Set exercise — Reproduce all of the data that follows, character for character.

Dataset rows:
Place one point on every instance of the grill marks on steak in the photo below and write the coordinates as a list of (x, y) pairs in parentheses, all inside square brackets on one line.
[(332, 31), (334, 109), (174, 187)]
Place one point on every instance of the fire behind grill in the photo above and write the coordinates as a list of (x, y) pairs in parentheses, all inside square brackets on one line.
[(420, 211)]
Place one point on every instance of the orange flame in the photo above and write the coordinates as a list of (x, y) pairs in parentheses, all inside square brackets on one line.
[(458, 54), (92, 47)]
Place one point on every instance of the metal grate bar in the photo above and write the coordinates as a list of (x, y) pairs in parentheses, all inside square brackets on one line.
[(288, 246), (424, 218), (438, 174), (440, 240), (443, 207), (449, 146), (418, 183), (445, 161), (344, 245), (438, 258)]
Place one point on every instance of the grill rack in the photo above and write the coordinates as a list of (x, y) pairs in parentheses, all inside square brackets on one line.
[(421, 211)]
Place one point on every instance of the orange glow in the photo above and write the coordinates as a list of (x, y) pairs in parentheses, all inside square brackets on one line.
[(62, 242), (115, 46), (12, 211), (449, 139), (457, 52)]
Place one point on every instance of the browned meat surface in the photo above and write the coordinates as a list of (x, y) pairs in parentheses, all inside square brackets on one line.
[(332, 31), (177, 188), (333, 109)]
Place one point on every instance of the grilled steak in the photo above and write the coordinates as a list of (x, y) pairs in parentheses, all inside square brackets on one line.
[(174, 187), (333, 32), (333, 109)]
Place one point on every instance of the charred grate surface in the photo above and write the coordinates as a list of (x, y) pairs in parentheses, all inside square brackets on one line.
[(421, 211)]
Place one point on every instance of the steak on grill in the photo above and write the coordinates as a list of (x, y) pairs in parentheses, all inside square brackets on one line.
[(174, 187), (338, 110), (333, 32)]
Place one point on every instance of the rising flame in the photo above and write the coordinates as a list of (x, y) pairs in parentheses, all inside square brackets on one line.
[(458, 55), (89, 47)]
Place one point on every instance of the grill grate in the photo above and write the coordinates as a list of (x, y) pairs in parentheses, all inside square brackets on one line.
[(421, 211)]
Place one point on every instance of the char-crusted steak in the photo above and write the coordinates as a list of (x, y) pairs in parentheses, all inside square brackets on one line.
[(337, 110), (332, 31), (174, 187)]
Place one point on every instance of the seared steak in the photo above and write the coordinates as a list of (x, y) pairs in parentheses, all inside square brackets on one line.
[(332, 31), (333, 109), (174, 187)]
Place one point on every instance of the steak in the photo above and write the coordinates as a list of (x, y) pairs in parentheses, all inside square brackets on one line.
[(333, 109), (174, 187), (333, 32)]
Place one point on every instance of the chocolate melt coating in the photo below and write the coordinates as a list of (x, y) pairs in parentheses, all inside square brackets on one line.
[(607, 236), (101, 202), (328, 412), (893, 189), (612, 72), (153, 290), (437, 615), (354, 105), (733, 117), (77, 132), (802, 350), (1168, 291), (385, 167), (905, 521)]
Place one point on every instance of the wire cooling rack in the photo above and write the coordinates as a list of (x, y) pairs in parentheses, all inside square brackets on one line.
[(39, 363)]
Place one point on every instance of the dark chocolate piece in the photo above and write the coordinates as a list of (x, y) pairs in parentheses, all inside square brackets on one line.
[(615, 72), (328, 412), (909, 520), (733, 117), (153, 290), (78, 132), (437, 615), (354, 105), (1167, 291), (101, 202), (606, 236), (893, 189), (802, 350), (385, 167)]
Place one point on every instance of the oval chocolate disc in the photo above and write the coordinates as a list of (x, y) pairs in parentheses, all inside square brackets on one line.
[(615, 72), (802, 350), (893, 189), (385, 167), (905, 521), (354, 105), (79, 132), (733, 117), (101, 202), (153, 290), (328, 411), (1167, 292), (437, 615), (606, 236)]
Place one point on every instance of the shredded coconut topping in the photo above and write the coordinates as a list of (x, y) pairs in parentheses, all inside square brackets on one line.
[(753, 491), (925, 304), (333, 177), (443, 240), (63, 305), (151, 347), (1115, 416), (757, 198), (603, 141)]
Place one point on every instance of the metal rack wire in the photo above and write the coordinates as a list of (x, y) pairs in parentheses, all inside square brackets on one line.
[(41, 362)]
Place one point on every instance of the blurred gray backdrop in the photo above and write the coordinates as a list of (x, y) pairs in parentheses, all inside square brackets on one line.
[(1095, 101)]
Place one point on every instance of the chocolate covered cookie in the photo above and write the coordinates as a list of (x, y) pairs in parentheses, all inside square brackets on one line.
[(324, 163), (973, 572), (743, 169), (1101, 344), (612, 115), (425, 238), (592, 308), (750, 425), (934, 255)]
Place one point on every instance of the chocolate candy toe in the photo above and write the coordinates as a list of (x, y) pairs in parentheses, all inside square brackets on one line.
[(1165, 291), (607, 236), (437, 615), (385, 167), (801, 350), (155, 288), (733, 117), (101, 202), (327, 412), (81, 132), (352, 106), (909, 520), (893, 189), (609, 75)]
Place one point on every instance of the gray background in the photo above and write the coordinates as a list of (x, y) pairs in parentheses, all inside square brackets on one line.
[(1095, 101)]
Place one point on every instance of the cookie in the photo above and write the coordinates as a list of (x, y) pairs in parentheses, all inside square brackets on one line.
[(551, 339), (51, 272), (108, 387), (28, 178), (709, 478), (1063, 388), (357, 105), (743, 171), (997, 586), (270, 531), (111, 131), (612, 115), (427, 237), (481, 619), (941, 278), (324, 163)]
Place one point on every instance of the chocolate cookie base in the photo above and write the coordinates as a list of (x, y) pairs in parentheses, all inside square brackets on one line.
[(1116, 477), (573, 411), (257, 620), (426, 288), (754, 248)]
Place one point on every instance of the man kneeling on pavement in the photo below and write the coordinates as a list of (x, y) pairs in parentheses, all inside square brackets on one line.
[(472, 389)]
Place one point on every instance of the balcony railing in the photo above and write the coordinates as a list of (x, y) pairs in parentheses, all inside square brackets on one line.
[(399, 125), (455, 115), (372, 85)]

Output of the task —
Place one point on every instance of the grill marks on steak in the photo below and write the coordinates as a list of (x, y) pairs in parentheses, all inside square brackets on one line.
[(332, 31), (334, 109), (174, 187)]
Place one point on every instance of the fire behind grill in the photo above and write the coordinates as a list of (x, y) pairs in parentheses, all inside square brackets on one line.
[(420, 211)]
Place one point on every instance of the orange flame in the photo above and write the coordinates as a list of (x, y) pairs in parentheses, all inside square brackets on one line.
[(458, 54), (92, 47)]
Place one point on every instance of the metal grate bar in the photo above and write the coordinates as a list of (x, y) pairs in parentheses, all inside square brackets on one line.
[(288, 246), (424, 218), (438, 174), (440, 240), (443, 207), (449, 146), (418, 183), (445, 161), (344, 245), (438, 258)]
Place one point on every instance of the grill rack in the photo above and write the coordinates as a list of (x, y) pairs in parentheses, all inside square brackets on one line.
[(421, 211)]
Place one point on every instance of the orange glow in the photo above and write the coordinates as a list of (x, y) pairs in parentheses, all inside square brackets on one line.
[(62, 242), (115, 46), (12, 211), (449, 139), (457, 52)]
Place one point on every instance of the browned meat surface in the photo above and write the coordinates as a list of (x, y) pairs in parentheses, all inside square brackets on one line.
[(332, 31), (177, 188), (333, 109)]
Place one point on every instance of the grilled steak in the photo above and write the coordinates as a list of (x, y) pairs in parentheses, all inside square brackets on one line.
[(174, 187), (333, 32), (333, 109)]
Place one point on every instance of the charred grate surface in the photo above and write the coordinates as a list of (x, y) pairs in parentheses, all inside square brackets on one line.
[(421, 211)]
Place one point on every instance of the steak on grill in the photo above and write the coordinates as a list of (x, y) pairs in parentheses, all inside square brackets on one line.
[(174, 187), (338, 110), (333, 32)]
Place one point on every instance of the rising flame in the photo above and write the coordinates as a list of (x, y) pairs in parentheses, all inside square brackets on one line.
[(458, 55), (89, 47)]
Place one point on every instance of the grill grate in the photo above and write the coordinates as a list of (x, y) pairs in parentheses, all inside square brackets on one line.
[(421, 211)]
Place one point on every instance of the char-crusted steak in the photo above and write the coordinates as a list of (x, y) pairs in parentheses, all inside square brackets on one line.
[(337, 110), (332, 31), (174, 187)]
Place one point on every instance of the seared steak in the photo above and write the coordinates as a list of (x, y) pairs in parentheses, all inside square brackets on one line.
[(332, 31), (333, 109), (174, 187)]
Place one point on every instance of the steak in the photo above and write the coordinates as a list of (x, y) pairs in parentheses, all inside square brackets on one line.
[(333, 109), (174, 187), (333, 32)]
Place one point on every instance of the chocolate melt coating in the photo below and write the coordinates as a list of (x, y) pairs in parentheses, all inside square brackets on one line.
[(607, 236), (101, 202), (328, 412), (893, 189), (612, 72), (153, 290), (437, 615), (354, 105), (733, 117), (77, 132), (802, 350), (1168, 291), (385, 167), (905, 521)]
Place one point on every instance of the wire cooling rack in the photo above and write the coordinates as a list of (x, y) pairs in parentheses, all inside square brackets on one line.
[(39, 363)]
Place one point on every instance of the dark chocolate piece in the photo above and write the coordinates as a list of (x, y) pairs in parentheses, all inside square brackets on one line.
[(615, 72), (328, 412), (909, 520), (733, 117), (153, 290), (78, 132), (437, 615), (354, 105), (1167, 291), (101, 202), (606, 236), (893, 189), (802, 350), (385, 167)]
Place one point on every instance of the oval chocolate disc in the photo above and write the coordinates as a list of (x, y) pairs in parentheses, all inside square brackets on one line.
[(615, 72), (802, 350), (893, 189), (385, 167), (905, 521), (354, 105), (79, 132), (733, 117), (101, 202), (153, 290), (328, 411), (1167, 292), (437, 615), (606, 236)]
Place one point on every instance of the shredded coconut topping in the photo above and write the coordinates as a list of (x, y) pairs in parentheses, all inside square brackets on one line.
[(753, 491), (925, 304), (333, 177), (443, 240), (63, 305), (151, 347), (1115, 416), (757, 198), (603, 141)]
Place one point on every instance of the metal rack wire in the photo above and write the coordinates as a list of (x, y) pairs in parentheses, all inside square brackets on one line.
[(41, 362)]
Place one point on every instance of the blurred gray backdrop in the photo above and write the coordinates as a list of (x, y) pairs in parentheses, all inside square brackets on one line.
[(1095, 101)]
Place one point on every instance of the chocolate covered cookie in the photo above and write the coordinates as a list of (x, y) pairs in parentheses, all inside square brackets on one line.
[(324, 163), (973, 572), (743, 169), (1101, 344), (612, 115), (425, 238), (592, 308), (750, 425), (934, 255)]
Place one point on every instance of the chocolate candy toe in the photo above and write the coordinates as a list of (x, y) pairs in parentheses, all inside square brackets on one line.
[(1165, 291), (607, 236), (437, 615), (385, 167), (801, 350), (155, 288), (733, 117), (101, 202), (327, 412), (81, 132), (352, 106), (909, 520), (893, 189), (609, 75)]
Place one point on every instance of the gray background in the photo above and write the coordinates as a list of (x, y) pairs in parentheses, all inside square brackets on one line.
[(1095, 101)]
Place one point on every instance of the cookie in the photo above and write the coordinates as a list of (x, y) pairs in parentheses, all inside square brackets on one line.
[(551, 339), (51, 272), (108, 387), (28, 178), (709, 478), (1063, 388), (357, 105), (743, 171), (997, 586), (270, 531), (111, 131), (612, 115), (427, 237), (481, 619), (941, 278), (324, 163)]
Place one point on every instance of the chocolate cookie base in the photo above and write the coordinates as a list of (x, y) pairs in parentheses, all inside square brackets on one line.
[(1116, 477), (573, 411), (257, 620), (426, 288), (754, 248)]
Place one point on every instance of the man kneeling on pavement in the photo below and write the coordinates as a list of (x, y) pairs in parentheses, all inside square brackets on one line.
[(472, 389)]
Place one point on every instance of the balcony railing in the photo above and write the coordinates as a list of (x, y) pairs in parentheses, all inside square brackets on one line.
[(399, 125), (455, 115), (372, 85)]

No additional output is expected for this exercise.